━━━ Given data
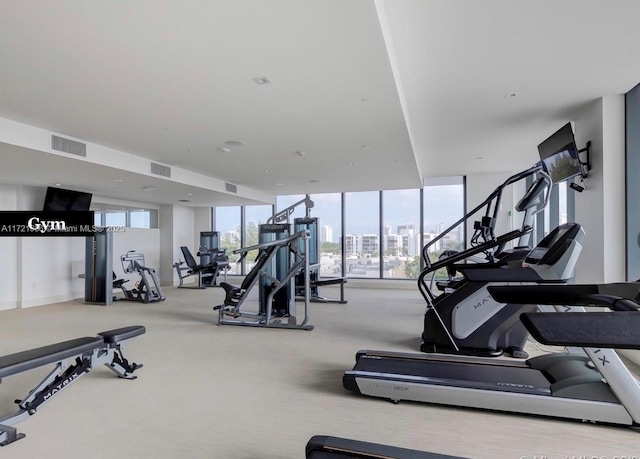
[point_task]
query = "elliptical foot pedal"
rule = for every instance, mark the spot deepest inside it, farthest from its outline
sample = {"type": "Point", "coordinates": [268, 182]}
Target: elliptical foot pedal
{"type": "Point", "coordinates": [517, 353]}
{"type": "Point", "coordinates": [11, 434]}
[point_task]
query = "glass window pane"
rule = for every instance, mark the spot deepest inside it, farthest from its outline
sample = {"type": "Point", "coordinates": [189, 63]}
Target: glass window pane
{"type": "Point", "coordinates": [443, 206]}
{"type": "Point", "coordinates": [140, 219]}
{"type": "Point", "coordinates": [401, 234]}
{"type": "Point", "coordinates": [254, 217]}
{"type": "Point", "coordinates": [327, 207]}
{"type": "Point", "coordinates": [228, 225]}
{"type": "Point", "coordinates": [361, 241]}
{"type": "Point", "coordinates": [562, 202]}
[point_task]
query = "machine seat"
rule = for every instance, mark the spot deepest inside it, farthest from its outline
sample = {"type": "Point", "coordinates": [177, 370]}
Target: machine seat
{"type": "Point", "coordinates": [28, 360]}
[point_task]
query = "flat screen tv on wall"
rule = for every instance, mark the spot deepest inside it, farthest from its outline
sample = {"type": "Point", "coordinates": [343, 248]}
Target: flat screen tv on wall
{"type": "Point", "coordinates": [559, 155]}
{"type": "Point", "coordinates": [61, 199]}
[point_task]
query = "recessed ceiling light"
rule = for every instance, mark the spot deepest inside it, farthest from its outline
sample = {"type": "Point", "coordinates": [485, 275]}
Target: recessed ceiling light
{"type": "Point", "coordinates": [262, 80]}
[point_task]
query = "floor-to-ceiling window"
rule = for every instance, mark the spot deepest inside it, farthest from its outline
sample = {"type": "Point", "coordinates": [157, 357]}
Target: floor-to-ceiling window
{"type": "Point", "coordinates": [381, 234]}
{"type": "Point", "coordinates": [327, 208]}
{"type": "Point", "coordinates": [362, 236]}
{"type": "Point", "coordinates": [254, 217]}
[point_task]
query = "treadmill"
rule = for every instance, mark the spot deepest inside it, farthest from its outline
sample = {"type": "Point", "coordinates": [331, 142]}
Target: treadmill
{"type": "Point", "coordinates": [325, 447]}
{"type": "Point", "coordinates": [595, 386]}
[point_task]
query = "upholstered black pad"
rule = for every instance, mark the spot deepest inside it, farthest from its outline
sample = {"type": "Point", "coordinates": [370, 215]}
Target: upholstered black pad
{"type": "Point", "coordinates": [34, 358]}
{"type": "Point", "coordinates": [324, 447]}
{"type": "Point", "coordinates": [122, 334]}
{"type": "Point", "coordinates": [618, 330]}
{"type": "Point", "coordinates": [329, 281]}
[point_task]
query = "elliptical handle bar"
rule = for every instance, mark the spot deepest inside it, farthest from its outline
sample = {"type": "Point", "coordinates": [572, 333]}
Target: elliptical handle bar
{"type": "Point", "coordinates": [496, 196]}
{"type": "Point", "coordinates": [304, 234]}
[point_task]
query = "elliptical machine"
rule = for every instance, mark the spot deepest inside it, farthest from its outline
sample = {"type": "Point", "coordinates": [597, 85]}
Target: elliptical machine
{"type": "Point", "coordinates": [144, 291]}
{"type": "Point", "coordinates": [461, 317]}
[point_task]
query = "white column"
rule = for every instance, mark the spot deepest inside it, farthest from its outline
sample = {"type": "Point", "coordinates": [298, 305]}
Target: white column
{"type": "Point", "coordinates": [600, 208]}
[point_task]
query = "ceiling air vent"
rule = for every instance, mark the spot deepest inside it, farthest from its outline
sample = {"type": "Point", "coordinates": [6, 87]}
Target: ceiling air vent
{"type": "Point", "coordinates": [159, 169]}
{"type": "Point", "coordinates": [68, 146]}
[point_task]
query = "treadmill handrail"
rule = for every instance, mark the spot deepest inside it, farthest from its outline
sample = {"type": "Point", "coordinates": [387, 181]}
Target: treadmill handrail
{"type": "Point", "coordinates": [305, 234]}
{"type": "Point", "coordinates": [495, 195]}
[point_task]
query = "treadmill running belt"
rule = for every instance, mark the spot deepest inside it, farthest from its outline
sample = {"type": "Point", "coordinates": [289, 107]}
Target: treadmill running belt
{"type": "Point", "coordinates": [501, 378]}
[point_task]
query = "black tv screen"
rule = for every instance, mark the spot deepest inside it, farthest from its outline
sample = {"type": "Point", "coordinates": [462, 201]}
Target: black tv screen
{"type": "Point", "coordinates": [559, 155]}
{"type": "Point", "coordinates": [61, 199]}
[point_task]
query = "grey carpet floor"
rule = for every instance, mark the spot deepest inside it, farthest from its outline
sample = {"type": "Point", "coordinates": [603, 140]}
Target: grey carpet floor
{"type": "Point", "coordinates": [236, 392]}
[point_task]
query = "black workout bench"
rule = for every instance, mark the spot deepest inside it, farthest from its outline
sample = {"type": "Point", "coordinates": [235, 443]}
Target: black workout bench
{"type": "Point", "coordinates": [73, 359]}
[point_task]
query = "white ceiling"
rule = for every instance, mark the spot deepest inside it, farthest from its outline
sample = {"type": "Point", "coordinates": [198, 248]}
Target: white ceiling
{"type": "Point", "coordinates": [404, 89]}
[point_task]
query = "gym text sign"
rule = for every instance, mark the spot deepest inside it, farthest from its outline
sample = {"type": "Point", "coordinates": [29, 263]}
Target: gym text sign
{"type": "Point", "coordinates": [48, 223]}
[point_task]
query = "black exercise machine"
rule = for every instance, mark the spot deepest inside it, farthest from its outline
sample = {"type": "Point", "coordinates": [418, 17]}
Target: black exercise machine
{"type": "Point", "coordinates": [72, 359]}
{"type": "Point", "coordinates": [147, 289]}
{"type": "Point", "coordinates": [326, 447]}
{"type": "Point", "coordinates": [206, 273]}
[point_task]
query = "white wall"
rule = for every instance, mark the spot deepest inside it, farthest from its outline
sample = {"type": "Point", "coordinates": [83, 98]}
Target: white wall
{"type": "Point", "coordinates": [479, 186]}
{"type": "Point", "coordinates": [165, 222]}
{"type": "Point", "coordinates": [43, 270]}
{"type": "Point", "coordinates": [143, 240]}
{"type": "Point", "coordinates": [201, 222]}
{"type": "Point", "coordinates": [177, 228]}
{"type": "Point", "coordinates": [600, 208]}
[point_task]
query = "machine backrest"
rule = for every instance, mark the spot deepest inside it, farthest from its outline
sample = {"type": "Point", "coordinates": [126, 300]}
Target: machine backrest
{"type": "Point", "coordinates": [188, 258]}
{"type": "Point", "coordinates": [263, 256]}
{"type": "Point", "coordinates": [555, 244]}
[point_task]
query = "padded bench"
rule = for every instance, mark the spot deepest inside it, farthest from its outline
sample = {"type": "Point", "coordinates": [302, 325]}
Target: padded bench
{"type": "Point", "coordinates": [73, 359]}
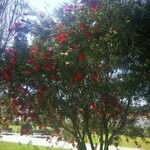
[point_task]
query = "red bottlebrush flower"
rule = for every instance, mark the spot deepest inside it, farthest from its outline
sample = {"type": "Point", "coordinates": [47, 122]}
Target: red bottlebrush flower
{"type": "Point", "coordinates": [33, 116]}
{"type": "Point", "coordinates": [34, 49]}
{"type": "Point", "coordinates": [78, 76]}
{"type": "Point", "coordinates": [9, 50]}
{"type": "Point", "coordinates": [41, 91]}
{"type": "Point", "coordinates": [53, 67]}
{"type": "Point", "coordinates": [54, 77]}
{"type": "Point", "coordinates": [13, 103]}
{"type": "Point", "coordinates": [27, 72]}
{"type": "Point", "coordinates": [62, 37]}
{"type": "Point", "coordinates": [12, 58]}
{"type": "Point", "coordinates": [31, 59]}
{"type": "Point", "coordinates": [93, 106]}
{"type": "Point", "coordinates": [6, 75]}
{"type": "Point", "coordinates": [37, 67]}
{"type": "Point", "coordinates": [44, 56]}
{"type": "Point", "coordinates": [95, 77]}
{"type": "Point", "coordinates": [47, 66]}
{"type": "Point", "coordinates": [79, 6]}
{"type": "Point", "coordinates": [82, 27]}
{"type": "Point", "coordinates": [93, 5]}
{"type": "Point", "coordinates": [81, 57]}
{"type": "Point", "coordinates": [89, 36]}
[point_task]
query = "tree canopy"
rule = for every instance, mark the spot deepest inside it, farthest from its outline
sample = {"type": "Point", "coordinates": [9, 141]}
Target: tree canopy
{"type": "Point", "coordinates": [83, 71]}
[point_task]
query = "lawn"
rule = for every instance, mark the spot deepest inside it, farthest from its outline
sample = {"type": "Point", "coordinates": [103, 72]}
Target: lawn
{"type": "Point", "coordinates": [131, 143]}
{"type": "Point", "coordinates": [14, 146]}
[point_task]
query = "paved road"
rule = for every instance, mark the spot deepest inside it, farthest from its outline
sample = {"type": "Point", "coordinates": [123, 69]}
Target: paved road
{"type": "Point", "coordinates": [24, 139]}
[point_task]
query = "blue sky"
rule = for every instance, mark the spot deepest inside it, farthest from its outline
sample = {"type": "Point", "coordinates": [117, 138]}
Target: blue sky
{"type": "Point", "coordinates": [46, 5]}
━━━━━━
### Task to carry out
Give exactly, and nothing besides, the lines from the one in which "Target: lawn" occurs through the end of the records.

### Response area
Target: lawn
{"type": "Point", "coordinates": [131, 143]}
{"type": "Point", "coordinates": [14, 146]}
[point_task]
query = "paved road"
rule = for every instance, mark the spot deepest inside it, farthest from its outline
sample = {"type": "Point", "coordinates": [123, 69]}
Target: paved road
{"type": "Point", "coordinates": [24, 139]}
[point_task]
query = "blue sky"
rule = for every instance, mark the spot deepest inside it, farthest from its outline
sample = {"type": "Point", "coordinates": [117, 138]}
Target: blue sky
{"type": "Point", "coordinates": [46, 5]}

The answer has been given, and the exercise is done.